- _To be done_
1: In the forum reply about tape drives getting stuck on a storage node, which brand of tape drives does the writer believe ADIC uses?
2: Continue the forum reply about tape drives getting stuck on a storage node, picking up after its final question.

- _Quoted passage_
# # # #

Networker

Re: [Networker] tape drives getting "stuck" on storage node

2008-06-09 21:33:20
Subject: Re: [Networker] tape drives getting "stuck" on storage node
From: Fazil Saiyed <Fazil.Saiyed AT ANIXTER DOT COM>
To: NETWORKER AT LISTSERV.TEMPLE DOT EDU
Date: Mon, 9 Jun 2008 13:23:05 -0500
Hello,
If you are ejecting tapes directly from Tape Lib and having problems, that 
would certainly indicate problems with drives\hardware on EML Lib.
Have you checked with HP support ? 
Couple of questions
Is Block size the same between both servers ? How often do you clean your 
drives ?
Are you using same media type and interchange  them between the tape 
libraries, i believe ADIC uses IBM  & HP uses it's own Tape Drives, by 
itself not a problem but if you keep mixing media ?? then   it could act 
funny ?
Lastly, have you checked any errors logs  on EML &  Driver\Frimware ?

# # # #

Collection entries
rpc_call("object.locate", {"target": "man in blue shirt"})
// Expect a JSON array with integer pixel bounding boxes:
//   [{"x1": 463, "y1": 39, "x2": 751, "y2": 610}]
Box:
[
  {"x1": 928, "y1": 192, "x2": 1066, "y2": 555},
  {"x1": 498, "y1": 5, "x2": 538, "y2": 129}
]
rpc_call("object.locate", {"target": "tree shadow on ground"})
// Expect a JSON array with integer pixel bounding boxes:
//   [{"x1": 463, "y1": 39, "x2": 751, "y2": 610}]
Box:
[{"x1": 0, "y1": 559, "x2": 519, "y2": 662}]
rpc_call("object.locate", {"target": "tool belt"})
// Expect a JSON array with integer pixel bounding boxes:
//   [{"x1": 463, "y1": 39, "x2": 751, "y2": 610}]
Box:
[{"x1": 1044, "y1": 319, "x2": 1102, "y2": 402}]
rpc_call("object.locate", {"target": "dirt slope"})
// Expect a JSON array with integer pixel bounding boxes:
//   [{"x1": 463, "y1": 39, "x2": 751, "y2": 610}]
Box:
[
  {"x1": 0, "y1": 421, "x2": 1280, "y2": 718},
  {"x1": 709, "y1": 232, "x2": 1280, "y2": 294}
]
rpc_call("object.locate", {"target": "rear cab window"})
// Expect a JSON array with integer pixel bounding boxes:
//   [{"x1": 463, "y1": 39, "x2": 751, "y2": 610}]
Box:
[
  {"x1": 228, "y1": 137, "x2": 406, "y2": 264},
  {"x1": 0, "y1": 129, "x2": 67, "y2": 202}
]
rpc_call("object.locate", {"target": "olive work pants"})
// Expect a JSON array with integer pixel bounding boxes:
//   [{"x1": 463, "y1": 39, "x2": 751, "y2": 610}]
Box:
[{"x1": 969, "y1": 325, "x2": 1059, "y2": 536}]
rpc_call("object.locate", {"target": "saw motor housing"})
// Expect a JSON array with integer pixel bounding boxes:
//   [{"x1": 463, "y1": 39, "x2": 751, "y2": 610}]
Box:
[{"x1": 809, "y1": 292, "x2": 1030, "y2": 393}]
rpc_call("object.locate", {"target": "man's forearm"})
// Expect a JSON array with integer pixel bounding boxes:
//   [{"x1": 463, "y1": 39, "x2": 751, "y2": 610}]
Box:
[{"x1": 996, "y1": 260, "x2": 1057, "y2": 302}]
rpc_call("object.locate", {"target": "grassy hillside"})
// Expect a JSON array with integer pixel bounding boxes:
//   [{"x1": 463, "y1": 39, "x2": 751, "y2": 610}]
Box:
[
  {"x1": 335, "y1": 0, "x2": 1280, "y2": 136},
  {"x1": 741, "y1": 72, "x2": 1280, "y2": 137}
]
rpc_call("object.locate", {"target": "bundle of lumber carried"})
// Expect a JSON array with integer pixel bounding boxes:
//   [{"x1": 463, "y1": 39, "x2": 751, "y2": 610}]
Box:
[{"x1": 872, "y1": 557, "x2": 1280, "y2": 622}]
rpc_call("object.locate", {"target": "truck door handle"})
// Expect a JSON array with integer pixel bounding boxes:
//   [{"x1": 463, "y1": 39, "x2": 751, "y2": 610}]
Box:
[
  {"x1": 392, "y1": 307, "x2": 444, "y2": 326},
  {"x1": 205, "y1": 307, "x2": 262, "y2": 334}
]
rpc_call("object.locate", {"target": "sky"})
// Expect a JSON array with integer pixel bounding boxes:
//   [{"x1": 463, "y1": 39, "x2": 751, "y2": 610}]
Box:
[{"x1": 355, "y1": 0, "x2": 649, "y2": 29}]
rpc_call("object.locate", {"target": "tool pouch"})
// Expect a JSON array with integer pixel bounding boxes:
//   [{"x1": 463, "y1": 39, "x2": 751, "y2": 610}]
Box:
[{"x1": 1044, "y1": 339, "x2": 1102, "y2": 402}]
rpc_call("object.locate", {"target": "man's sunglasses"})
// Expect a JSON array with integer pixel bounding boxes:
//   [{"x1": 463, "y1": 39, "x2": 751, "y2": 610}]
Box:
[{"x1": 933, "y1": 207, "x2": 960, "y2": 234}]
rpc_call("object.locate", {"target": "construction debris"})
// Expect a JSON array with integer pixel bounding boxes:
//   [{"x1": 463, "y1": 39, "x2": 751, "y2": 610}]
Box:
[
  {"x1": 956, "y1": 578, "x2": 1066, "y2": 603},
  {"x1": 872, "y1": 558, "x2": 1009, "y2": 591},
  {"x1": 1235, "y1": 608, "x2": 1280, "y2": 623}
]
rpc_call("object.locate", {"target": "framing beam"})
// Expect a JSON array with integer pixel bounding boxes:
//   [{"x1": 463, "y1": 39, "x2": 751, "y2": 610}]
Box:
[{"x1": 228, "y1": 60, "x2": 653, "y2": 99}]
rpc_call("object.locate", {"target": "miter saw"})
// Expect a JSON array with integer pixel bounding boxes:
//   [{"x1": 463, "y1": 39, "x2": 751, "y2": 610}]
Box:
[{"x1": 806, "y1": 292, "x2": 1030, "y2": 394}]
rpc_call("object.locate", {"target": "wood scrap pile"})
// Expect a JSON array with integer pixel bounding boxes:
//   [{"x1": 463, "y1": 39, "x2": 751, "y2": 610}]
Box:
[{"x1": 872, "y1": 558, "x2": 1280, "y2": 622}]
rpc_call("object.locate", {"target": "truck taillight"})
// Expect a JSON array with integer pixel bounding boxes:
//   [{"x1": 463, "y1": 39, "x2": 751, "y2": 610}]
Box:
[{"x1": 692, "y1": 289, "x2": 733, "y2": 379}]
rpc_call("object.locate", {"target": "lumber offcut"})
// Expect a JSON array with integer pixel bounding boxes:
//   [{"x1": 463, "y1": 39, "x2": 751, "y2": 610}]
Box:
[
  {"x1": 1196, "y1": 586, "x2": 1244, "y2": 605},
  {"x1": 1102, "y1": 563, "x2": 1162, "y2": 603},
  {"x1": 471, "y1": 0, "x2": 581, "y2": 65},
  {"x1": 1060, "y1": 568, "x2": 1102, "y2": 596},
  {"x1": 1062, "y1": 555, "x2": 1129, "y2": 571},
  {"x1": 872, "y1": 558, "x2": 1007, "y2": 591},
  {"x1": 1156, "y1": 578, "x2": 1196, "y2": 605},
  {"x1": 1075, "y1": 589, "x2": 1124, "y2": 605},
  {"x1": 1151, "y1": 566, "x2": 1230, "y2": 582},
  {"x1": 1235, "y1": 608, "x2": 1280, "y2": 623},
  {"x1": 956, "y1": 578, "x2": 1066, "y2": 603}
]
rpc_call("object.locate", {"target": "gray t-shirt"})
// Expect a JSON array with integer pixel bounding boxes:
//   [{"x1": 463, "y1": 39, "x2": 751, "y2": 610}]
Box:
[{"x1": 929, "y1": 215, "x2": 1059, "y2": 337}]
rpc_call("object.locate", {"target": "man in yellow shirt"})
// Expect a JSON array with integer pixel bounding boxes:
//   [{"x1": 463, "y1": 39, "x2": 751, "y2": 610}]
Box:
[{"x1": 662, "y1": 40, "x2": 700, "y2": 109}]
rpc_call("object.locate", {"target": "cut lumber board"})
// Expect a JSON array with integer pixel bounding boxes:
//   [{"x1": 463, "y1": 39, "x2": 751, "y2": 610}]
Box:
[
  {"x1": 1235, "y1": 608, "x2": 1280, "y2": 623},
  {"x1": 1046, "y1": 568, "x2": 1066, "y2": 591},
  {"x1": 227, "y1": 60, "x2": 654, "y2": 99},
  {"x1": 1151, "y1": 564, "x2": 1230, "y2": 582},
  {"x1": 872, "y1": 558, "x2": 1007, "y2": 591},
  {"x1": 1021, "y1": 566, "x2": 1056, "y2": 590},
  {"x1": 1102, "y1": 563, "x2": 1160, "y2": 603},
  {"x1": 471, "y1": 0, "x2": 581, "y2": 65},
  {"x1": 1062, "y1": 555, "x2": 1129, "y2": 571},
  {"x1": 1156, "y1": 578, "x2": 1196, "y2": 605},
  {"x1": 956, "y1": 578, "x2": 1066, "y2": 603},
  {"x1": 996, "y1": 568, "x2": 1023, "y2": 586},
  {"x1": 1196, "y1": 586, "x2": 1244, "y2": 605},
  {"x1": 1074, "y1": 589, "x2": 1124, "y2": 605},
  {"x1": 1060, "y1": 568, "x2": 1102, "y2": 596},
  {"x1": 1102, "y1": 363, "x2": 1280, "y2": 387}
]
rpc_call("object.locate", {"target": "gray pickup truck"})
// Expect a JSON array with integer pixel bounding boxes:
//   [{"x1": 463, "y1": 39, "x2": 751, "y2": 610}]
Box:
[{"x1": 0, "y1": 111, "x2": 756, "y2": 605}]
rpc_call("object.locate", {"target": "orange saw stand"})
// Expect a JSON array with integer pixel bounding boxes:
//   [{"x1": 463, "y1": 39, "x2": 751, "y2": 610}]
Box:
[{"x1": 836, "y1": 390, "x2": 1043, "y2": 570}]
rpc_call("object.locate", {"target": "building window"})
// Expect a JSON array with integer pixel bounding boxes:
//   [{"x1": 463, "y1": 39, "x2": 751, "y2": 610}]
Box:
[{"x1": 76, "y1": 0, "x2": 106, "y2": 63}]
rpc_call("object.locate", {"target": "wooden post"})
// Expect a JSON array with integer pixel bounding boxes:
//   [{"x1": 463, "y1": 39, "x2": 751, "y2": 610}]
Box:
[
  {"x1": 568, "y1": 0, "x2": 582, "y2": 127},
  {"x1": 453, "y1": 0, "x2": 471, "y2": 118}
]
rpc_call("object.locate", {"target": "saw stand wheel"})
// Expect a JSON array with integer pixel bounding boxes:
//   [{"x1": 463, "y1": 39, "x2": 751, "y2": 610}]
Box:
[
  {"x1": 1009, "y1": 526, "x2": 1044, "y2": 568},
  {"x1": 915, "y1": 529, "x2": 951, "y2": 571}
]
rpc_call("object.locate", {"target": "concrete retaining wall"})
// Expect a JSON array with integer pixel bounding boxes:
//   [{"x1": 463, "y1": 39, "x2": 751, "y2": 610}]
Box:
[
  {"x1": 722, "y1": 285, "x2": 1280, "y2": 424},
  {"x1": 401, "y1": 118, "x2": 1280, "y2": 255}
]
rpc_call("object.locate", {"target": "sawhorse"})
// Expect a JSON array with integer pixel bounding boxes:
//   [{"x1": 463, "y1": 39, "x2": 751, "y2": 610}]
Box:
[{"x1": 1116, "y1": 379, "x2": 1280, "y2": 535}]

# # # #

- _Answers to the exercise_
1: IBM tape drives.

2:
HTH




Alex Alexiou <AAlexiou AT TARGETSITE DOT COM> 
Sent by: EMC NetWorker discussion <NETWORKER AT LISTSERV.TEMPLE DOT EDU>
06/09/2008 01:06 PM
Please respond to
EMC NetWorker discussion <NETWORKER AT LISTSERV.TEMPLE DOT EDU>; Please respond 
to
Alex Alexiou <AAlexiou AT TARGETSITE DOT COM>


To
NETWORKER AT LISTSERV.TEMPLE DOT EDU
cc

Subject
[Networker] tape drives getting "stuck" on storage node






Here's the background: We have Networker 7.3.3 running on a backup
server and a storage node server, both Red Hat AS 4. The backup server
is fibre-attached to an ADIC Library, the storage node to an HP EML
Library, via QLogic HBA's.

 

Over the past month or so, during weekend backup jobs, random tape
drives in the EML will get "stuck". They will load a tape and keep
trying forever to inventory the tape and never finish. This never
happens on the ADIC. Only power-cycling the EML seems to fix this. It's
not the same drives every time and it's only during weekends. I tried
disabling CDI on the drives, which only seemed to help slightly. Just
this past weekend, a drive was stuck while trying to eject a tape and
kept timing out, with the following in /nsr/logs/daemon.log on the
storage node: 

 

06/09/08 00:50:07 nsrd: media warning:
rd=tgtbackupnode01.targetsite.com:/dev/nst4 moving: eject: Input/output
error

 

I even tried opening the jukebox up and manually ejecting the tape, and
nothing happened. Again, I had to reboot the EML and everything was
fine.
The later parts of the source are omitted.